**Travail demandé**
• A. Répondez à ces questions sur le texte fourni plus bas :
(i) Selon la Reine Rouge, dans quel but court-on ?
(ii) Quel ouvrage le texte attribue-t-il à l'auteur de cette histoire ?
(iii) À quoi mène le fait de cesser d'innover, d'après le texte ?
• B. Mettez à jour les enregistrements en remplaçant « road shoulder » par « hard shoulder », sans rien modifier d'autre. Ne reprenez que les lignes allant du début des enregistrements jusqu'à la ligne contenant « (1006, 646) », celle-ci incluse.

**Texte fourni**
“Mais, Reine Rouge, c’est étrange, nous courons vite et le paysage autour de nous ne change pas ?” Et la reine répondit : “Nous courons pour rester à la même place”.
L’auteur d’Alice au Pays des Merveilles nous raconte l’histoire d’un endroit étonnant où le repos n’a pas sa place. Dans ce monde imaginaire, toujours en mouvement, vous êtes contraint d’avancer pour rester à votre place et, surtout, pour ne pas reculer. Ce monde existe bel et bien et vous évoluez certainement en son sein, tout comme Google. Dans nos métiers, cesser de progresser et de se remettre en question, renoncer à abandonner ses dogmes pour de nouvelles certitudes, revient à avancer moins vite que ses concurrents et donc reculer.
Le marché des moteurs de recherche n’échappe pas à cette vérité et Google, malgré sa position ultra dominante, sait qu’il ne peut cesser d’innover et s’endormir sur ses lauriers. Cesser d’innover, c’est à plus ou moins brève échéance finir par ne plus exister.

**Données fournies**
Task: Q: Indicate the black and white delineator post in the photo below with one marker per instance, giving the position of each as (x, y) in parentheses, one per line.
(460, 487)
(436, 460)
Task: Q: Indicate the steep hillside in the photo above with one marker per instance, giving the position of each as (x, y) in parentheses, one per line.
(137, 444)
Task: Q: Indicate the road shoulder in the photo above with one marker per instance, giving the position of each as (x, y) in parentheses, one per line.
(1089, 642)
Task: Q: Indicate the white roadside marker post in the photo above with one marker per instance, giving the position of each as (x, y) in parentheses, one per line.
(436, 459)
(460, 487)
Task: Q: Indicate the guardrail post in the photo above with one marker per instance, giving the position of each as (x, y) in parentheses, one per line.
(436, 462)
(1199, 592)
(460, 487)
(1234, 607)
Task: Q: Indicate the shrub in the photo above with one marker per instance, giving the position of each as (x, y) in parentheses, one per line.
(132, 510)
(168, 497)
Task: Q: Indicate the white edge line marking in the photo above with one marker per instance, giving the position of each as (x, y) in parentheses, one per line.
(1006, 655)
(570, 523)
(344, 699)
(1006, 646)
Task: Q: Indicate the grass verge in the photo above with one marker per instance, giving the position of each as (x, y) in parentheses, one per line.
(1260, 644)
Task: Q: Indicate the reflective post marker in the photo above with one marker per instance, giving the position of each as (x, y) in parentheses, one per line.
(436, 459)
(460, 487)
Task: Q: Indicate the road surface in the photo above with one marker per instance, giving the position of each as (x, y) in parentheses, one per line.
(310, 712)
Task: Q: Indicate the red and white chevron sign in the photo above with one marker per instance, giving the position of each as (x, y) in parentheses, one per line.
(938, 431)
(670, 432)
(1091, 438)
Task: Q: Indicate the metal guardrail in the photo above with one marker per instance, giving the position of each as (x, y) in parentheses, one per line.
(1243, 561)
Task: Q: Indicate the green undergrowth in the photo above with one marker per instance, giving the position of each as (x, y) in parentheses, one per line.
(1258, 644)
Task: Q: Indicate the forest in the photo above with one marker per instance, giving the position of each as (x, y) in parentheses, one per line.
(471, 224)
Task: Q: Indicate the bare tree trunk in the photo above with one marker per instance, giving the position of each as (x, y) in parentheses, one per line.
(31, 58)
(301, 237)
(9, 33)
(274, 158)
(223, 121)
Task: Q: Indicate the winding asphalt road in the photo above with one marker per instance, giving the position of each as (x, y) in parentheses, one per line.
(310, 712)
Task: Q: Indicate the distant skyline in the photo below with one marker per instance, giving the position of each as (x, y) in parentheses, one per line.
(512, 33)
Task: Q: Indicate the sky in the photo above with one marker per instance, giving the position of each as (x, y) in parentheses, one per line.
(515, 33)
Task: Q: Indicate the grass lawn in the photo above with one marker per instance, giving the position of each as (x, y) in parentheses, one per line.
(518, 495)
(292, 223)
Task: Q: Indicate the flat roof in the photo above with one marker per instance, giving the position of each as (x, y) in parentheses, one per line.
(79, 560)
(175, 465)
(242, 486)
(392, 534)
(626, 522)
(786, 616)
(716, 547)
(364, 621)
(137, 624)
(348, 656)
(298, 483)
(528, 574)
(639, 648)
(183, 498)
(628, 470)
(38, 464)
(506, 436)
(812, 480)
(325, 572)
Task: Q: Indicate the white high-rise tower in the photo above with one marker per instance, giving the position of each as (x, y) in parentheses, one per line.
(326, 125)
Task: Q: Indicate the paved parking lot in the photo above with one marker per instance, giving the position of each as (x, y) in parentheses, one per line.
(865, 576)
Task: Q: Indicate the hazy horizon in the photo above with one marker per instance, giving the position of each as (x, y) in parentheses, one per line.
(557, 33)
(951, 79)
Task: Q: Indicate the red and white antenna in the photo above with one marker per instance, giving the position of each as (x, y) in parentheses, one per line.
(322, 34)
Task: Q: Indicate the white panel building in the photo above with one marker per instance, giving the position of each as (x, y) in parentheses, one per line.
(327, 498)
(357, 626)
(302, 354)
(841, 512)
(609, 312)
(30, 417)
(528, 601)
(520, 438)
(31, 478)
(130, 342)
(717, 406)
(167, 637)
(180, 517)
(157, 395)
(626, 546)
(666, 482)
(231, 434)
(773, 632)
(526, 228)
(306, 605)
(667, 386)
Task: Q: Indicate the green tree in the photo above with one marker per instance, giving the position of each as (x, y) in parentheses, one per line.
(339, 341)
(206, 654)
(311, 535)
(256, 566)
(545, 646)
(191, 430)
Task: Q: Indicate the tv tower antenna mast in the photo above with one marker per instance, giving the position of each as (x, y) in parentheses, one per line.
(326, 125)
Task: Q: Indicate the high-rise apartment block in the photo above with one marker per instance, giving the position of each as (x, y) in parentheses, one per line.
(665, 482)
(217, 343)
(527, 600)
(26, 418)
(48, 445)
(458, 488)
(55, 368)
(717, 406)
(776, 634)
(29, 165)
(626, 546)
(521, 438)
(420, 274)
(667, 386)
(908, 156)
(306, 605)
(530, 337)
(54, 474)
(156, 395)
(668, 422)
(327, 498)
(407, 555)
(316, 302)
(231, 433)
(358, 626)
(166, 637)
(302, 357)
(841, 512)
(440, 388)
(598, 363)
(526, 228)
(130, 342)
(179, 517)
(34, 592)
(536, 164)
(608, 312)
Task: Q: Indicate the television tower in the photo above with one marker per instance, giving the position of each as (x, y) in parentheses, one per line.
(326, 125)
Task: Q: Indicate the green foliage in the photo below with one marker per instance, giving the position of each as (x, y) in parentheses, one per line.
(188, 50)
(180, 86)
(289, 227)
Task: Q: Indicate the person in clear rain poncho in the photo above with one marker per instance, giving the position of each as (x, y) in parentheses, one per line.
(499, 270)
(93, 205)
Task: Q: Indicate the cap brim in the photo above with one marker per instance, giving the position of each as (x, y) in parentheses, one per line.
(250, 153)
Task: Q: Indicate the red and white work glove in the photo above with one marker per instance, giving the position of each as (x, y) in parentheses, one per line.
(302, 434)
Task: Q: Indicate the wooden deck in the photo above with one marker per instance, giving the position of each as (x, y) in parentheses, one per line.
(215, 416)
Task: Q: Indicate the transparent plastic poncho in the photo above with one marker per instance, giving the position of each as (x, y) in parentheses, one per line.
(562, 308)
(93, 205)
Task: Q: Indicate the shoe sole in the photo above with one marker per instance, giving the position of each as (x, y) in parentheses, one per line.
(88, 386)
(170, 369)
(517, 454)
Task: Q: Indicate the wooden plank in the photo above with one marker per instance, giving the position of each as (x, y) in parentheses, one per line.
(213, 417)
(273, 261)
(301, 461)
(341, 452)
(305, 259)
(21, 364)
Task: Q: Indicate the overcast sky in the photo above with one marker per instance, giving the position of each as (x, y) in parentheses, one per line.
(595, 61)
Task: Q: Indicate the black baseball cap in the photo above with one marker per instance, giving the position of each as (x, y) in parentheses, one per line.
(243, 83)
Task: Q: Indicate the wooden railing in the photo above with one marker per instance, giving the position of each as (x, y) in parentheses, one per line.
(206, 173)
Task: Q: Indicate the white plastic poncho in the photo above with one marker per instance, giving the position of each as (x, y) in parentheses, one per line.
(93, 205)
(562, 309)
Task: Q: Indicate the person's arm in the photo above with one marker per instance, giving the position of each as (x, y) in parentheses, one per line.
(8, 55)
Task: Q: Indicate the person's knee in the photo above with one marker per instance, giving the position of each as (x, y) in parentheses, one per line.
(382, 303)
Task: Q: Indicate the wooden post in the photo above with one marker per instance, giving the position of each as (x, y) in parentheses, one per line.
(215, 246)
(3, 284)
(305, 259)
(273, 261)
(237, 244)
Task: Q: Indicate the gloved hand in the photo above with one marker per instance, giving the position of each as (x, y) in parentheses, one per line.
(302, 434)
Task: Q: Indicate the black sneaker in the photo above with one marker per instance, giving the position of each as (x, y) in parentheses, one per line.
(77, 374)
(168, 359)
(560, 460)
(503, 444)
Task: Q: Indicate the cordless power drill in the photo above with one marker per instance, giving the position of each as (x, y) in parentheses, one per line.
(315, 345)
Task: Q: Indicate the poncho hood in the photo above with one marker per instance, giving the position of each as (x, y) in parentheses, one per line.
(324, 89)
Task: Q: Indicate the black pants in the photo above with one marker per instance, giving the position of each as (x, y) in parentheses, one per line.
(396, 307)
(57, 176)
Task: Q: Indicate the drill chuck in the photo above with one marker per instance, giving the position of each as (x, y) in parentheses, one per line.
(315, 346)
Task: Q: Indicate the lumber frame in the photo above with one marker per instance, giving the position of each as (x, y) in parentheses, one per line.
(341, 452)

**Réponses**
• A.
(i) Pour rester à la même place.
(ii) Alice au Pays des Merveilles.
(iii) À finir par ne plus exister, à plus ou moins brève échéance.

• B.
Task: Q: Indicate the black and white delineator post in the photo below with one marker per instance, giving the position of each as (x, y) in parentheses, one per line.
(460, 487)
(436, 460)
Task: Q: Indicate the steep hillside in the photo above with one marker per instance, giving the position of each as (x, y) in parentheses, one per line.
(137, 444)
Task: Q: Indicate the hard shoulder in the photo above with one marker per instance, giving the position of each as (x, y) in parentheses, one per line.
(1089, 642)
Task: Q: Indicate the white roadside marker post in the photo above with one marker per instance, giving the position of each as (x, y) in parentheses, one per line.
(436, 459)
(460, 487)
Task: Q: Indicate the guardrail post in the photo above with one marker per instance, giving the position of each as (x, y) in parentheses, one per line.
(436, 462)
(1199, 592)
(460, 487)
(1234, 607)
Task: Q: Indicate the shrub in the photo above with one marker per instance, giving the position of each as (x, y) in parentheses, one per line.
(132, 510)
(168, 497)
Task: Q: Indicate the white edge line marking in the photo above with one marker per instance, giving the position of each as (x, y) in parentheses, one per line.
(1006, 655)
(570, 523)
(344, 699)
(1006, 646)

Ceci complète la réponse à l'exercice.